PROBLEM DESCRIPTION:
Rewrite every one of the items below, swapping "supply coordinates" for "provide coordinates" wherever it occurs and keeping everything else the same.

___ DATA PROVIDED

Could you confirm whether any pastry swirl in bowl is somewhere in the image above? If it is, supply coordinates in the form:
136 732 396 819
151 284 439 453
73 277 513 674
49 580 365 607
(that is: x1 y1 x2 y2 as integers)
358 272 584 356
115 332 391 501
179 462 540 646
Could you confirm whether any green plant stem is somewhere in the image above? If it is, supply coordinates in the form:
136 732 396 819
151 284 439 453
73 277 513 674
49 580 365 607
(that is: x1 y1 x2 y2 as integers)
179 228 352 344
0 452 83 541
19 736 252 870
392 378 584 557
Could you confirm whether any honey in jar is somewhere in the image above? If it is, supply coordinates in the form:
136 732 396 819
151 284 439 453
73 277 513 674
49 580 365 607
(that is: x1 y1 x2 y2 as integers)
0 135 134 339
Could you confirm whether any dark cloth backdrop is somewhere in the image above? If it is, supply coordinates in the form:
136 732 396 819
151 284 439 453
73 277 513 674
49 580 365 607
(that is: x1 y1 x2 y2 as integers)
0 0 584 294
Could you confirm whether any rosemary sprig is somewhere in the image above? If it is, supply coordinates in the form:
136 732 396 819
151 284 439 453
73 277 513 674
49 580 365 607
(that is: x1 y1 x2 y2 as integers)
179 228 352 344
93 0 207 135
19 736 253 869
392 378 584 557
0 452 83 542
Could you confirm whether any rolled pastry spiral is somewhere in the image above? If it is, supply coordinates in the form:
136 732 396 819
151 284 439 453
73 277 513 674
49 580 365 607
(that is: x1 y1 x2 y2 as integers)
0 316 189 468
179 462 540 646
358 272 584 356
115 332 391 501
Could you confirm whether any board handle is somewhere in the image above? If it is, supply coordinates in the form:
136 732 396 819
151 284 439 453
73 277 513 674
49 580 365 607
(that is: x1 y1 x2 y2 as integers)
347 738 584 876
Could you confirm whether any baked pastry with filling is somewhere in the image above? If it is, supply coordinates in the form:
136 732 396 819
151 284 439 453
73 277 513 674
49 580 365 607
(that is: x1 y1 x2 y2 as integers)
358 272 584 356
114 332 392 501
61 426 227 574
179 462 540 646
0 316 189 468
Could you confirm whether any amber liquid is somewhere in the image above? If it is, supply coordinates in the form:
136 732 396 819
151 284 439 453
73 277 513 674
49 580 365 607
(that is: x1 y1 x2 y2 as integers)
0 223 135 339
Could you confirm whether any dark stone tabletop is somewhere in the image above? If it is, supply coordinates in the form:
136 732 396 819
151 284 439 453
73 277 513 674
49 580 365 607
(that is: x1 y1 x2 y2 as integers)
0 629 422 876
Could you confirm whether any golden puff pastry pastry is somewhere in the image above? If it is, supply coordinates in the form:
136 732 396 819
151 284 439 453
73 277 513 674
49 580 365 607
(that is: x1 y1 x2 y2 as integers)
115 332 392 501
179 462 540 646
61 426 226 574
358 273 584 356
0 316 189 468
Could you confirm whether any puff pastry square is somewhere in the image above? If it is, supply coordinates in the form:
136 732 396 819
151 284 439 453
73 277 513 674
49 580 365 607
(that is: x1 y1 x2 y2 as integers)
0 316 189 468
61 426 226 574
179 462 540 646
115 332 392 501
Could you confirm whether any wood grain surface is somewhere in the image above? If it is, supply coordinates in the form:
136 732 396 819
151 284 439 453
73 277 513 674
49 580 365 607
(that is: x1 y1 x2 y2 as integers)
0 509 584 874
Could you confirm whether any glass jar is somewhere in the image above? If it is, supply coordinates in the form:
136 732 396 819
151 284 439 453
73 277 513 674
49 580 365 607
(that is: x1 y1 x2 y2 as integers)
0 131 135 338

______

SOLUTION FOR THIS EXERCISE:
Could you confirm whether any pastry swirl in bowl is somewhere in the image above? If it is, provide coordinates in the form:
136 732 396 819
151 284 439 453
73 277 513 674
49 580 365 607
(that is: x1 y1 x2 y2 as integers)
358 272 584 356
115 332 391 501
179 462 540 646
Could you confirm whether any green plant stem is somewhere in the image above? If it is, provide coordinates in the form:
136 732 396 819
151 284 439 453
73 277 513 674
49 580 365 607
(that is: x1 y1 x2 y2 as integers)
179 228 352 344
0 452 83 541
19 736 252 870
392 378 584 557
Could you confirm whether any honey in jar is somewhere in the image above? If it is, provide coordinates in the form:
136 732 396 819
151 284 439 453
73 277 513 674
49 580 365 607
(that is: x1 y1 x2 y2 as integers)
0 135 134 339
Could you confirm whether any dark cloth backdrop is somewhere in the image above? If it is, provide coordinates in the form:
136 732 396 819
151 284 439 453
73 277 513 674
49 580 365 607
(that is: x1 y1 x2 y2 as integers)
0 0 584 294
Could you confirm whether any rosemary sprig is somewhere in the image above? If it is, provide coordinates in the form:
136 732 396 819
151 284 439 453
73 277 513 674
49 580 365 607
(that is: x1 y1 x2 y2 as integers)
179 228 352 344
93 0 207 135
19 736 253 869
392 378 584 557
0 452 83 542
Could you confirm whether any rolled pastry spiral is somewhere in the image above? If it is, provide coordinates in the form:
136 732 396 819
151 284 439 453
73 277 513 674
49 580 365 607
(that is: x1 y1 x2 y2 as integers)
0 316 189 468
179 462 540 646
358 272 584 356
115 332 391 501
Could you confirm whether any board handle is somewhere in the image above? If it is, provide coordinates in the form:
136 732 396 819
151 284 439 453
73 277 513 674
49 580 365 607
(that is: x1 y1 x2 y2 as integers)
347 738 584 876
Could you confirm whether any baked pastry with filling is somewhere in the image above? If it is, provide coordinates in the form:
136 732 396 819
151 284 439 453
73 277 513 674
49 580 365 607
(that is: x1 y1 x2 y2 as integers)
358 272 584 356
114 332 392 501
61 426 227 574
179 462 540 646
0 316 189 468
Could you confirm whether any amber liquid is somewhere in the image above? If it is, provide coordinates in the form:
136 732 396 819
151 284 439 453
73 277 513 674
49 580 365 607
(that is: x1 y1 x2 y2 as integers)
0 223 135 339
Could you confirm whether any dark stone tabletop is somewhere in the image above? If it is, provide coordinates in the form:
136 732 396 819
151 284 439 453
73 277 513 674
49 580 365 607
(that is: x1 y1 x2 y2 as integers)
0 629 422 876
Could you confirm whether any golden puff pastry pastry is somewhere in the image above? If it is, provide coordinates in the form:
136 732 396 819
151 284 439 453
73 277 513 674
49 580 365 607
(that is: x1 y1 x2 y2 as integers)
115 332 392 501
179 462 540 646
61 426 226 574
358 273 584 356
0 316 189 468
Could you confirm whether any puff pastry square is somewhere in the image above? If it is, provide coordinates in the form:
136 732 396 819
151 284 439 453
73 277 513 674
49 580 365 607
(that is: x1 y1 x2 y2 as integers)
0 316 189 468
61 426 226 574
179 462 540 646
115 332 392 501
Could you confirm whether any wood grain surface is somewhere in the image above? If it is, provide coordinates in the form:
136 732 396 819
151 284 439 453
73 277 513 674
49 580 365 607
(that is: x1 y1 x2 y2 as integers)
0 509 584 874
Could you confirm whether any glass jar is somewhere in the image above? If it is, provide coordinates in the form:
136 732 396 819
151 284 439 453
73 277 513 674
49 580 365 607
(that is: x1 y1 x2 y2 as integers)
0 131 135 338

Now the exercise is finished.